#### [原文]
【青柳直樹】難しい介護現場の人間関係 上司・部下とうまく付き合うために大切なこと


介護職員の離職理由のトップは「人間関係」です。弊社で実態を調査したところ、介護現場では特に上司と部下の関係に悩んでいる人が多いことが分かりました。お互いにストレスをためず気持ちよく働くために、どうコミュニケーションを取れば良いのでしょうか。【青柳直樹】
◆ なぜ軋轢が生じるのか
上司と部下の関係が悪くなる要因の1つに、業務の指示やフィードバックを行う側も受ける側も十分に慣れておらず、お互いにすれ違ってしまうことがあげられます。

青柳直樹|医師。2017年にドクターメイト株式会社を創設。日本ケアテック協会の理事も務める。介護施設が直面する医療課題に対応すべく、オンラインの医療相談や夜間のオンコール代行などのサービスを展開中。介護職の負担を減らすこと、利用者の不要な重症化、入院を減らすことなどに注力している。
例えば、上司の指示が曖昧なケース。部下は何を求められているか理解できず、評価の基準も分からないまま業務にあたることになります。
フィードバックの伝え方に問題があるケースも少なくありません。感情的になって指導したり、その時々で内容が変わったりすると、部下はうまく納得できません。頭ごなしに否定されたと感じたり、改善点を見い出せなかったりすることになります。
こうした状況が、両者の関係に軋轢を生じさせる結果を招きます。不満の蓄積やモチベーションの低下にもつながるでしょう。
実際、指示やフィードバックの質を高める効果は大きく、ここに注力している現場では離職率が下がる成果も生まれています。これは海外の調査結果ですが、上司から定期的にフィードバックを受ける職員の離職率は14.9%も低いという報告があります。
それでは、具体的にどんなことに気をつければ良いのでしょうか。
◆ ゴールを共有、不意打ちは厳禁
まず、上司と部下でフィードバックの目線を合わせることが重要です。方向性が不明確なフィードバックは、かえって関係を悪化させることになりかねません。

#### [作業内容]
介護現場の人間関係に関する文章の「フィードバックの伝え方に問題」から「それでは、具体的にどんなことに気をつければ良いのでしょうか。」までを両端を含めて書き出し、その中の「離職率」を「退職率」に差し替えてください。 レコードは使用しなくてかまいません。

#### [提供レコード]
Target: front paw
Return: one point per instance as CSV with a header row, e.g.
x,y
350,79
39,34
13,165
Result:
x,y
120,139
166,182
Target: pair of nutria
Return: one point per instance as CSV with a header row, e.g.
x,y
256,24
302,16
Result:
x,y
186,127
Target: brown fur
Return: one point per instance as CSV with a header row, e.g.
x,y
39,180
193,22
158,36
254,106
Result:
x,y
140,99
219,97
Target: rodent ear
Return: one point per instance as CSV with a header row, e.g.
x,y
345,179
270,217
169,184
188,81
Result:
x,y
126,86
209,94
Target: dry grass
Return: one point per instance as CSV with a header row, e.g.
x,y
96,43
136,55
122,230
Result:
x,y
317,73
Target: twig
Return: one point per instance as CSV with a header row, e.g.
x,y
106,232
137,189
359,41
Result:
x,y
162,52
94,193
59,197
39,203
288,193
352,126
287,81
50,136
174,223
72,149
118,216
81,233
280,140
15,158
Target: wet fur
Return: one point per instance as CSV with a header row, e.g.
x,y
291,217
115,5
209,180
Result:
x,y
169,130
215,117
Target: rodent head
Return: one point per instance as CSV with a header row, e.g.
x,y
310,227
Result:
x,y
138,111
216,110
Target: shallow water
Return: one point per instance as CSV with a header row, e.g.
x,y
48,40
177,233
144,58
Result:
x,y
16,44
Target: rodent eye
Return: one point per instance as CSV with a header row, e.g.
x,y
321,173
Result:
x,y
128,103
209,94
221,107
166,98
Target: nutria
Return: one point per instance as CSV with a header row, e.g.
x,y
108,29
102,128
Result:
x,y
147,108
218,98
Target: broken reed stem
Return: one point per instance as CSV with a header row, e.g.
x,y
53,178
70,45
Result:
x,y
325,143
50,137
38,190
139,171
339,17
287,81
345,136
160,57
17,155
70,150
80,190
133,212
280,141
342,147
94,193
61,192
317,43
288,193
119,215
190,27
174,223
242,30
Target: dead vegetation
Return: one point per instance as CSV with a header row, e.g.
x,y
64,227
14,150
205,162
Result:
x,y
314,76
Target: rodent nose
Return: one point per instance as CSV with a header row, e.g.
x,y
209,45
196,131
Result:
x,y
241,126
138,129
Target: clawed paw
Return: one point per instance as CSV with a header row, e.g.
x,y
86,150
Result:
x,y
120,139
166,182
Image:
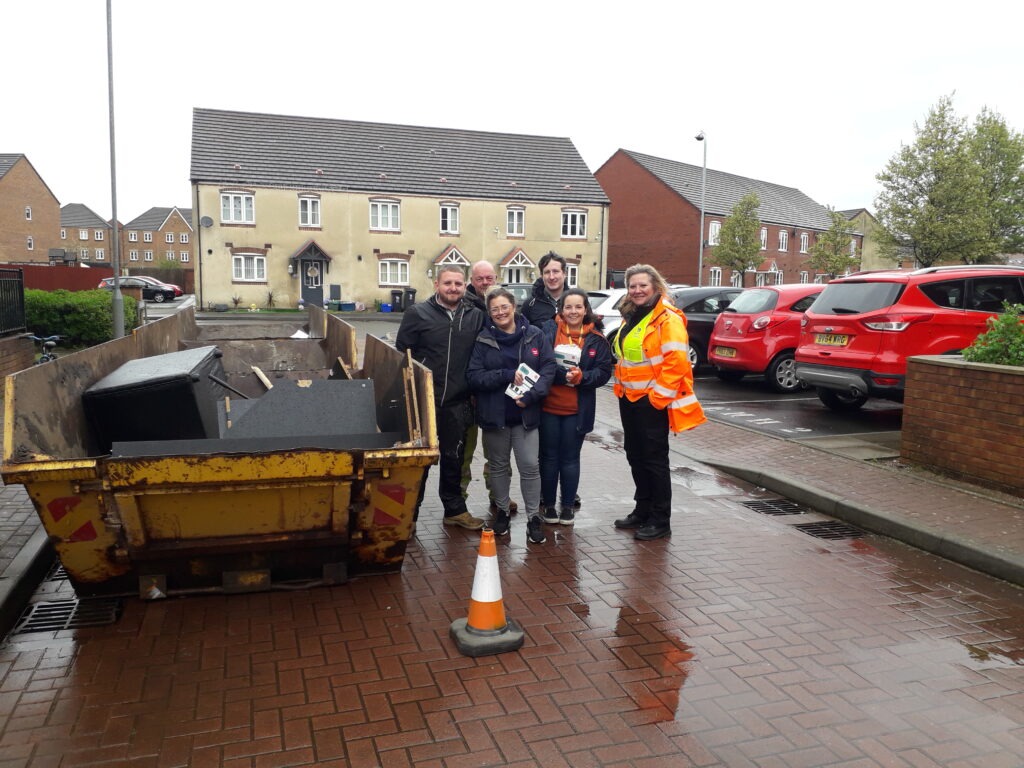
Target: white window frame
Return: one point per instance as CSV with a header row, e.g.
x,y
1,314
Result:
x,y
574,224
253,263
714,232
449,221
308,211
392,272
515,222
385,216
238,208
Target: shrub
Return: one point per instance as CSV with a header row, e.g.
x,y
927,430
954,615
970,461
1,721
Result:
x,y
1003,343
82,317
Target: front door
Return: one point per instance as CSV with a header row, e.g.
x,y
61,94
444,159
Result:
x,y
312,281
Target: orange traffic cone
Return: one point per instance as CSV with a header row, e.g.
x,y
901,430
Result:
x,y
486,631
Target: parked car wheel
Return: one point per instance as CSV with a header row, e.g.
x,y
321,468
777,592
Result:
x,y
729,376
781,374
843,402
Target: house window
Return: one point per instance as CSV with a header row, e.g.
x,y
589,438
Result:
x,y
450,219
308,212
385,215
714,232
573,224
248,268
393,272
516,222
238,208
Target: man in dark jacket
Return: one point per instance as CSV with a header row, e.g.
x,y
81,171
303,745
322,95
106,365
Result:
x,y
543,305
440,332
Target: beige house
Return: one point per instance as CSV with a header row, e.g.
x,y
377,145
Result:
x,y
293,208
30,214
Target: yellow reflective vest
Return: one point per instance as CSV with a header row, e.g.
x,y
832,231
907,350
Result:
x,y
660,372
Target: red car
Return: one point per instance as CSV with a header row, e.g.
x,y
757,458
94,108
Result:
x,y
859,332
758,334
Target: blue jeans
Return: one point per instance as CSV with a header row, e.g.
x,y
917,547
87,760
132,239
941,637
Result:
x,y
560,445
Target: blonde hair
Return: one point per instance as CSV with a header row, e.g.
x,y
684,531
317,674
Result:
x,y
626,305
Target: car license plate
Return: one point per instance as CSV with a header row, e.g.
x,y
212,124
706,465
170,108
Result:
x,y
832,340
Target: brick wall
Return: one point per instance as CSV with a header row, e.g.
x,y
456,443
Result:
x,y
966,421
15,354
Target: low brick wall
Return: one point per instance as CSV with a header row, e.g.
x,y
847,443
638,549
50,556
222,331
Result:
x,y
15,354
966,420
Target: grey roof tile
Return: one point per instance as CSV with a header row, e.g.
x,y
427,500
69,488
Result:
x,y
279,151
779,205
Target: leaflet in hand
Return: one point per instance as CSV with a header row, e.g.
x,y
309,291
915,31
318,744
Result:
x,y
567,355
529,377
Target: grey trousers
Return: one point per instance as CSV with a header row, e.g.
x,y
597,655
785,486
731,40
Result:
x,y
500,444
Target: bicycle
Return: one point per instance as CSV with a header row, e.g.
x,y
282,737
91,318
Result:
x,y
46,345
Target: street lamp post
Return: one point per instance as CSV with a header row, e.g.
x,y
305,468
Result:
x,y
704,187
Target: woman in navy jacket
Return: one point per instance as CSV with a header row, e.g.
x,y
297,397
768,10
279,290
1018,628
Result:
x,y
567,414
509,424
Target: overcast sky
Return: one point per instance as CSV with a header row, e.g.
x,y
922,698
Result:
x,y
813,95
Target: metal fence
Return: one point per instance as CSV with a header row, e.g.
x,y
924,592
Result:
x,y
11,301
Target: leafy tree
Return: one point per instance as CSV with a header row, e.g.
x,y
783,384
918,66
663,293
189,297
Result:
x,y
832,253
934,202
739,239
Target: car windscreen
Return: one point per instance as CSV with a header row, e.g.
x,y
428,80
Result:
x,y
856,298
755,300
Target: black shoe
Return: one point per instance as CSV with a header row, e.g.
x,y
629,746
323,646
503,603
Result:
x,y
501,524
632,520
648,532
535,530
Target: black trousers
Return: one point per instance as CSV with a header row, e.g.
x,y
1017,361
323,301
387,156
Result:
x,y
645,431
454,420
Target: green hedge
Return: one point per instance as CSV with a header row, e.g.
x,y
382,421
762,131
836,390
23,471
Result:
x,y
81,317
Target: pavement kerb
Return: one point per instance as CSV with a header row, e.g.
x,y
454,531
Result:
x,y
1003,565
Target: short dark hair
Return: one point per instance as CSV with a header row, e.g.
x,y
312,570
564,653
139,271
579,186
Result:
x,y
552,256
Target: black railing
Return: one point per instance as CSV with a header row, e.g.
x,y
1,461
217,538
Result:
x,y
11,301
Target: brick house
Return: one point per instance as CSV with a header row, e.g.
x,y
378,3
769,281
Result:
x,y
161,236
295,207
30,213
655,219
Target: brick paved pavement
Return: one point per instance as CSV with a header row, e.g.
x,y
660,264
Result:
x,y
738,642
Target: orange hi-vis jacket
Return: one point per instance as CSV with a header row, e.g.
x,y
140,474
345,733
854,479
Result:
x,y
665,376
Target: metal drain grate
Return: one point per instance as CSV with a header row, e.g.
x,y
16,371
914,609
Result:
x,y
829,529
69,614
774,507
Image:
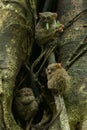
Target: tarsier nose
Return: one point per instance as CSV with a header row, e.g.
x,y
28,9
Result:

#### [出力結果]
フィードバックの伝え方に問題があるケースも少なくありません。感情的になって指導したり、その時々で内容が変わったりすると、部下はうまく納得できません。頭ごなしに否定されたと感じたり、改善点を見い出せなかったりすることになります。
こうした状況が、両者の関係に軋轢を生じさせる結果を招きます。不満の蓄積やモチベーションの低下にもつながるでしょう。
実際、指示やフィードバックの質を高める効果は大きく、ここに注力している現場では退職率が下がる成果も生まれています。これは海外の調査結果ですが、上司から定期的にフィードバックを受ける職員の退職率は14.9%も低いという報告があります。
それでは、具体的にどんなことに気をつければ良いのでしょうか。